### Document segment:
------

Fingerhut is certainly a unique credit offering, and it could be a very useful tool for someone looking to reestablish a solid credit history. However, borrowers always run the risk of making poor decisions with their spending habits, which could end up doing more harm than good. If you don't use your Fingerhut account responsibly, you could end up buried in debt or doing more damage your credit.
Another concern is the 24.90% annual interest rate. Even for people with a less than average credit score, that is a really high APR. If you are a consumer with good to excellent credit, using a credit card with high interest rates is completely absurd.
Other Credit Options
Here are some other credit card options that will earn you rewards along with your purchases, and still boost your credit score when monthly payments are made on-time:
Credit One Bank® Visa® - No Deposit Required - Much like a Fingerhut account, this credit card is designed for people who are trying to build or rebuild their credit. If you pay your bill off in full each month, you can avoid paying interest while still building credit. You can also earn 1% cash back on gas and groceries, terms apply. There is an annual fee with this card between $0-$99, depending on your creditworthiness.
Chase Freedom®- This credit card offers a limited time bonus of $200 cash back after spending $500 within the first 90 days of opening the account. The 0% intro APR lasts for 15 months, which then changes to 14.24%-23.24% variable. The rewards program is pretty generous; earning cardholders 5% cash back on categories of purchases that rotate every quarter, and 1% cash back on other purchases. There is also no annual fee with this credit card, but you do need good credit to get approved.
Citi® Double Cash Card – 18 month BT offer- This credit card offers 1% cash back when you make a purchase, then another 1% cash back when you make your monthly payment. There is no limit to how much cash back you can earn, and no specific categories to keep track of. The intro APR is 0% for 18 months on balance transfers, followed by the regular APR of 13.24%-23.24% variable. This card also has no annual fee, but it requires excellent credit to get approved.

------

Output the entire passage on Fingerhut and other credit card options word for word.

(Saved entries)
------

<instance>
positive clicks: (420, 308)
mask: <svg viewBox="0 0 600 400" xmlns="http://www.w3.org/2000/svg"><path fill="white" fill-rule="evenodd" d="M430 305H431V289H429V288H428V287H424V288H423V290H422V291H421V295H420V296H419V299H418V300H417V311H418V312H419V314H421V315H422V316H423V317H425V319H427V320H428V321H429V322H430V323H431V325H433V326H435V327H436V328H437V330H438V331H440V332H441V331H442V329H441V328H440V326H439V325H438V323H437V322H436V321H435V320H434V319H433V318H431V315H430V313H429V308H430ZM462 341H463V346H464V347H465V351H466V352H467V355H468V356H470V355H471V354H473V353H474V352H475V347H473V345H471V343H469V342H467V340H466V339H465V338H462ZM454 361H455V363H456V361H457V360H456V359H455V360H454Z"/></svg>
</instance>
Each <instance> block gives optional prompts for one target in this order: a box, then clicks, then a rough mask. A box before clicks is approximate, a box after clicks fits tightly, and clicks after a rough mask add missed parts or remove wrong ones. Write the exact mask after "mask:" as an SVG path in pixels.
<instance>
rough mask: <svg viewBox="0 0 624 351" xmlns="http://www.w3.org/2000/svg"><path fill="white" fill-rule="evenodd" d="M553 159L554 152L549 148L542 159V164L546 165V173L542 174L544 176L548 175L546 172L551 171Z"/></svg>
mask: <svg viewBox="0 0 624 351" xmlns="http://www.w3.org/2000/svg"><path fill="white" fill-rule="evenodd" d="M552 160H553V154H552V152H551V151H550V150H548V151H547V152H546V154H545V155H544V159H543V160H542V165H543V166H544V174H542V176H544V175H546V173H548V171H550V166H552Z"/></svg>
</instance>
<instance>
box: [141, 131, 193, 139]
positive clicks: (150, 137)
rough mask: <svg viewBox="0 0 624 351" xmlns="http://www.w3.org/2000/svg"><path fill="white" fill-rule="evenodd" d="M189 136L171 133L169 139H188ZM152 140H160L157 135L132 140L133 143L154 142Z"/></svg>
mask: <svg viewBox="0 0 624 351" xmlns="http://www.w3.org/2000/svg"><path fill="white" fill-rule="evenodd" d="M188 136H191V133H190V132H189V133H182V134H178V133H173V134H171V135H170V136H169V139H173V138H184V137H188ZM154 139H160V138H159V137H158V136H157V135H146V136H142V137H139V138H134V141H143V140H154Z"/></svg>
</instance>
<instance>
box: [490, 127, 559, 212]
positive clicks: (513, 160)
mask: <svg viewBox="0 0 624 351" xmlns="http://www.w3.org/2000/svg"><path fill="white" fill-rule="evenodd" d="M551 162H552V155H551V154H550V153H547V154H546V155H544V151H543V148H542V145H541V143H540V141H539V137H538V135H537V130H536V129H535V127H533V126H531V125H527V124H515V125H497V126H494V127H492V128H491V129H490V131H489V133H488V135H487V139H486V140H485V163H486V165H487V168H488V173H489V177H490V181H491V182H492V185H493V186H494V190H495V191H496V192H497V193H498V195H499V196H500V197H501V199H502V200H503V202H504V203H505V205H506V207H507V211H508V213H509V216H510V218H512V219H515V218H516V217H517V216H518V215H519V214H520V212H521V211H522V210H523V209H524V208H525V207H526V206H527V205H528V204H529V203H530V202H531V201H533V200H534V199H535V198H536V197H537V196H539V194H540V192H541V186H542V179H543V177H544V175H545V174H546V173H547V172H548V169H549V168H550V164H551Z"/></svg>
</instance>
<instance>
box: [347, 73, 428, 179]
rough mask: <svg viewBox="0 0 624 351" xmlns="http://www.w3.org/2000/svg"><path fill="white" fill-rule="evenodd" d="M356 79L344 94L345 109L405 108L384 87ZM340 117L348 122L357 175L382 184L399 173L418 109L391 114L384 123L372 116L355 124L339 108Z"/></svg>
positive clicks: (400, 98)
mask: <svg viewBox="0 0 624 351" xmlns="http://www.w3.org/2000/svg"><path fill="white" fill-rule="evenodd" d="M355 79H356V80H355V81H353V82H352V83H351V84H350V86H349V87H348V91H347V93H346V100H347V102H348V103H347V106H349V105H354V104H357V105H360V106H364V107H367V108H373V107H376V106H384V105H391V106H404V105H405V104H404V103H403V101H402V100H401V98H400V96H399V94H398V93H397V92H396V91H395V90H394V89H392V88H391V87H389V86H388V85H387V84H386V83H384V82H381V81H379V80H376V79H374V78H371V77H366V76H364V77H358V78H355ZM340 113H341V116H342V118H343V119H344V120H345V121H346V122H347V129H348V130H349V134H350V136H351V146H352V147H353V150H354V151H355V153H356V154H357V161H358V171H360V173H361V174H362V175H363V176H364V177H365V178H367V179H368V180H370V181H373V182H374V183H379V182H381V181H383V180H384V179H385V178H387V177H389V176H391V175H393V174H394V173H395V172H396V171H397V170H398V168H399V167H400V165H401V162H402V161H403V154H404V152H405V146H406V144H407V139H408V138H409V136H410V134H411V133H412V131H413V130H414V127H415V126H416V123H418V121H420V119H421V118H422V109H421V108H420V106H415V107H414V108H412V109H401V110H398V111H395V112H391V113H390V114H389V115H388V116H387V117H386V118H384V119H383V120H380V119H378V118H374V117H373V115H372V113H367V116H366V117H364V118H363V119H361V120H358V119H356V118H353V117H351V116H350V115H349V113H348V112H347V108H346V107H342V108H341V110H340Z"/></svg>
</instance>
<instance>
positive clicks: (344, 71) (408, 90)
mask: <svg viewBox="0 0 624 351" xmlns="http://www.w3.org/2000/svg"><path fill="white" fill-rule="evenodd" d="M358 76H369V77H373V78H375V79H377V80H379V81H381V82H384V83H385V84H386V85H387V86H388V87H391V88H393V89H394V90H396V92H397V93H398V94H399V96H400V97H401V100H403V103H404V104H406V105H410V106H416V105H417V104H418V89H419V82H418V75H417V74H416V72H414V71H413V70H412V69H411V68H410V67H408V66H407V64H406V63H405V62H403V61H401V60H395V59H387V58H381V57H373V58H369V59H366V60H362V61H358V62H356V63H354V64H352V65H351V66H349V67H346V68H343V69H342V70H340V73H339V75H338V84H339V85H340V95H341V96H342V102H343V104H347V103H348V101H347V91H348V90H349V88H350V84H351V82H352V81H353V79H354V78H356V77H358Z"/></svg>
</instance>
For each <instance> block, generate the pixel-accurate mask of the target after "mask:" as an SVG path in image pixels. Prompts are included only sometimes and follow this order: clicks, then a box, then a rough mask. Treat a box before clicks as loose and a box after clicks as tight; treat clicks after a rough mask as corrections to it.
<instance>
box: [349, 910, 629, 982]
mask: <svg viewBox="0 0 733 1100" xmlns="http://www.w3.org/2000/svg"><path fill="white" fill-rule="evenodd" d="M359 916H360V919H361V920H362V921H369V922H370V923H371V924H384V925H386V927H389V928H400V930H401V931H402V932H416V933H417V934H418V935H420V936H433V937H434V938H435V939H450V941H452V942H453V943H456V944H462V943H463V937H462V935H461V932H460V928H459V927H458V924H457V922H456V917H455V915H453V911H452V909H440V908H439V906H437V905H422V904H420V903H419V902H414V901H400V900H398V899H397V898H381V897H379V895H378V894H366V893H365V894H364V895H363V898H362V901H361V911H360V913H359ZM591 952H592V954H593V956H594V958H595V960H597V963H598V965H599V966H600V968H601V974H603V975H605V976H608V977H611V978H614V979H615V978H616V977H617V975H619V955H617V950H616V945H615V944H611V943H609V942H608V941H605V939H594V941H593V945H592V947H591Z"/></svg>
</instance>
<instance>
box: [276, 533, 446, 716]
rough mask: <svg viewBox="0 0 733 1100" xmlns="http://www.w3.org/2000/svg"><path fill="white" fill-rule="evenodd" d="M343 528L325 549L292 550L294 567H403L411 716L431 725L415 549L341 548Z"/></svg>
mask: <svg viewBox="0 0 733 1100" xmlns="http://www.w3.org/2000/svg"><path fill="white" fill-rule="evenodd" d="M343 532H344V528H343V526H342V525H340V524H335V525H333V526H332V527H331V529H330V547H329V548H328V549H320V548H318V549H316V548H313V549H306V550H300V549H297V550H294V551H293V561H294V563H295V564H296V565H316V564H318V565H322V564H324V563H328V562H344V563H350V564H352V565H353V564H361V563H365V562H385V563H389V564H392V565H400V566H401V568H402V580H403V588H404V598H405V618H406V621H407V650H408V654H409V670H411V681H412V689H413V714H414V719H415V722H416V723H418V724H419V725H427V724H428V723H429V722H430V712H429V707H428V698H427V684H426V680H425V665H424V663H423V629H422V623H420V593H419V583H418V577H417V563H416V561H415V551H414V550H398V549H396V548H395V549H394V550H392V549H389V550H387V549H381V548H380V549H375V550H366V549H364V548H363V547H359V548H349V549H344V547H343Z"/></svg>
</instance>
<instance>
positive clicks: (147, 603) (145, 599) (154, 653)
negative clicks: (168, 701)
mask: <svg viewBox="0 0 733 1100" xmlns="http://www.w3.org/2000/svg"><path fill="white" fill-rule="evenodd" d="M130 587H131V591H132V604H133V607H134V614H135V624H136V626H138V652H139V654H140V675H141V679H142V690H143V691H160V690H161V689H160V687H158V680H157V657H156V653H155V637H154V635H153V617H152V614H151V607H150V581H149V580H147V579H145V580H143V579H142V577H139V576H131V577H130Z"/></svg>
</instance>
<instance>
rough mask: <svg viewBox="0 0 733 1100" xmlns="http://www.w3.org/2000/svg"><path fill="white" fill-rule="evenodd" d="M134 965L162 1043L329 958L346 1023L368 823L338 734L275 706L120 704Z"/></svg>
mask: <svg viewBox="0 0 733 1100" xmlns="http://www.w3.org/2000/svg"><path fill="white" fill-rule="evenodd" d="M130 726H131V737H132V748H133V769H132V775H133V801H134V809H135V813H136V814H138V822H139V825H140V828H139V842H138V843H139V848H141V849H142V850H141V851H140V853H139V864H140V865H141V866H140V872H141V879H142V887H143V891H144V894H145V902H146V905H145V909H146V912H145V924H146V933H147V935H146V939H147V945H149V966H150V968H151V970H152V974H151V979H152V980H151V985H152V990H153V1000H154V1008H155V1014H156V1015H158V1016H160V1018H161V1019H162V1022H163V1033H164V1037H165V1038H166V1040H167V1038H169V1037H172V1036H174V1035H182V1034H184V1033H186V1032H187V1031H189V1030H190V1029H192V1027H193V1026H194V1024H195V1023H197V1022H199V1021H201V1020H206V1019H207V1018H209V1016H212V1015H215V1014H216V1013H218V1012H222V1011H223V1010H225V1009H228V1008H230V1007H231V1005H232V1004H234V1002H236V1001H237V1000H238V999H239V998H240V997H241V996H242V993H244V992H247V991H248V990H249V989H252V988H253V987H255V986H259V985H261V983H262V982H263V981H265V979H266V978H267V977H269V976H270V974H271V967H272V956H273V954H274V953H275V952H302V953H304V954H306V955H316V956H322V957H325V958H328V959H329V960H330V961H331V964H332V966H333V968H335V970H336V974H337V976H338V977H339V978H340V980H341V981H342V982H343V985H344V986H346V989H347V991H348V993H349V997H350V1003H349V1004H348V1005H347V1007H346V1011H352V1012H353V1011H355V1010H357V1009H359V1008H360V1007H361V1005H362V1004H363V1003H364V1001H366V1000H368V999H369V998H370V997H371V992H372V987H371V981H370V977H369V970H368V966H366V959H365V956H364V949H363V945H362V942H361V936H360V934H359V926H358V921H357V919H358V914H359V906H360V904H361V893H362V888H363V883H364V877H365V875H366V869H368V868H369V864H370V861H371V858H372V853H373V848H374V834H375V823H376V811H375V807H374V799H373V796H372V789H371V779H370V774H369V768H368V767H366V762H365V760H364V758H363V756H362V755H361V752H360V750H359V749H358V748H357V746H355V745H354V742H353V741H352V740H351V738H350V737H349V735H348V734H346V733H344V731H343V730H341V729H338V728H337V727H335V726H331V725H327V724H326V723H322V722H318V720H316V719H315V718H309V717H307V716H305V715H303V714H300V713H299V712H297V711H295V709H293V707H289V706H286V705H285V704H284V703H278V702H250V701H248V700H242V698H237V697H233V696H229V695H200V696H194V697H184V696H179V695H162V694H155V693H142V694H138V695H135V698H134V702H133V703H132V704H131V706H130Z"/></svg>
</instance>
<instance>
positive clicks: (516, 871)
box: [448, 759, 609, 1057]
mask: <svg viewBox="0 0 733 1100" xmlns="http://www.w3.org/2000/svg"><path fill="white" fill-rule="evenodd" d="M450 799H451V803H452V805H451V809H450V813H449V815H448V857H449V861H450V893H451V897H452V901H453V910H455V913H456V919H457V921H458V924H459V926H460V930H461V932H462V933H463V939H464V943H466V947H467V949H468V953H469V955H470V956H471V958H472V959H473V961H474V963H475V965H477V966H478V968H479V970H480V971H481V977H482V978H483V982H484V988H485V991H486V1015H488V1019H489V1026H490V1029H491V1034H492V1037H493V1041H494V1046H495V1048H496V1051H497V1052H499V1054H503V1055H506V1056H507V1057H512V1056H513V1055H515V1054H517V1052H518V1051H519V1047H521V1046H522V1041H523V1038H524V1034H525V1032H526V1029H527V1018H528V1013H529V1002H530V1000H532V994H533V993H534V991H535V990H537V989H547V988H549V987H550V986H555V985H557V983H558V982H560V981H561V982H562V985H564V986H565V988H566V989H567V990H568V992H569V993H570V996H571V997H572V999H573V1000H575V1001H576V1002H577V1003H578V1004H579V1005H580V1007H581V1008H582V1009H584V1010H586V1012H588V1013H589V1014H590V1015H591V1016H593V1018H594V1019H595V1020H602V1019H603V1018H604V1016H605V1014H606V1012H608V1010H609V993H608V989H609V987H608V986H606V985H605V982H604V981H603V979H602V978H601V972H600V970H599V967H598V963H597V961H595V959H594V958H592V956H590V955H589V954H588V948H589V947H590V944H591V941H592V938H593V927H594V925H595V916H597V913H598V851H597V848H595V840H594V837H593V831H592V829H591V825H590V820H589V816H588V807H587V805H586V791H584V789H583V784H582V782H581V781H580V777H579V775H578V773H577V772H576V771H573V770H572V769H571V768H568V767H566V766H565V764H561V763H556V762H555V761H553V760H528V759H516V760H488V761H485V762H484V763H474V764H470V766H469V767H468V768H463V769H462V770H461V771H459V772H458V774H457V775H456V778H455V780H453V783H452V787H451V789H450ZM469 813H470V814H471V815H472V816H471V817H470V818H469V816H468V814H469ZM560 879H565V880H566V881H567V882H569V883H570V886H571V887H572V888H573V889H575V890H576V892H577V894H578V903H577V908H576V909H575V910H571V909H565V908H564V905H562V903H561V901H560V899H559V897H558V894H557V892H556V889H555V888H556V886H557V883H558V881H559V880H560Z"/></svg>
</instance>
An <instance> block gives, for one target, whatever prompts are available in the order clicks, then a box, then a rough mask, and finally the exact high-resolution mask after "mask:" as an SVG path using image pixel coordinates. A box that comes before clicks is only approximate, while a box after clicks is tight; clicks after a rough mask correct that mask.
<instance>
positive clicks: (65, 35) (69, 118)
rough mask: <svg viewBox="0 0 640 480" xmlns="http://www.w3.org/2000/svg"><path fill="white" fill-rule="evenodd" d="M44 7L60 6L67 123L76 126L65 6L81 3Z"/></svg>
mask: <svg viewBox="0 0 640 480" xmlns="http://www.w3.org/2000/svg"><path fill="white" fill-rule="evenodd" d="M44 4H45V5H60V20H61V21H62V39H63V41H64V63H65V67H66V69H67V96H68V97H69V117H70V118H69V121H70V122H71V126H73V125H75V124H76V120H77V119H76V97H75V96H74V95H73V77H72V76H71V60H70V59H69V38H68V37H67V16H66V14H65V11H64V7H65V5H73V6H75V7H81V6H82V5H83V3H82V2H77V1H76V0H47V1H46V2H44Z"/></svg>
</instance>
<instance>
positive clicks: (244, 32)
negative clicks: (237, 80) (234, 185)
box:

------

### Result of the task:
Fingerhut is certainly a unique credit offering, and it could be a very useful tool for someone looking to reestablish a solid credit history. However, borrowers always run the risk of making poor decisions with their spending habits, which could end up doing more harm than good. If you don't use your Fingerhut account responsibly, you could end up buried in debt or doing more damage your credit.
Another concern is the 24.90% annual interest rate. Even for people with a less than average credit score, that is a really high APR. If you are a consumer with good to excellent credit, using a credit card with high interest rates is completely absurd.
Other Credit Options
Here are some other credit card options that will earn you rewards along with your purchases, and still boost your credit score when monthly payments are made on-time:
Credit One Bank® Visa® - No Deposit Required - Much like a Fingerhut account, this credit card is designed for people who are trying to build or rebuild their credit. If you pay your bill off in full each month, you can avoid paying interest while still building credit. You can also earn 1% cash back on gas and groceries, terms apply. There is an annual fee with this card between $0-$99, depending on your creditworthiness.
Chase Freedom®- This credit card offers a limited time bonus of $200 cash back after spending $500 within the first 90 days of opening the account. The 0% intro APR lasts for 15 months, which then changes to 14.24%-23.24% variable. The rewards program is pretty generous; earning cardholders 5% cash back on categories of purchases that rotate every quarter, and 1% cash back on other purchases. There is also no annual fee with this credit card, but you do need good credit to get approved.
Citi® Double Cash Card – 18 month BT offer- This credit card offers 1% cash back when you make a purchase, then another 1% cash back when you make your monthly payment. There is no limit to how much cash back you can earn, and no specific categories to keep track of. The intro APR is 0% for 18 months on balance transfers, followed by the regular APR of 13.24%-23.24% variable. This card also has no annual fee, but it requires excellent credit to get approved.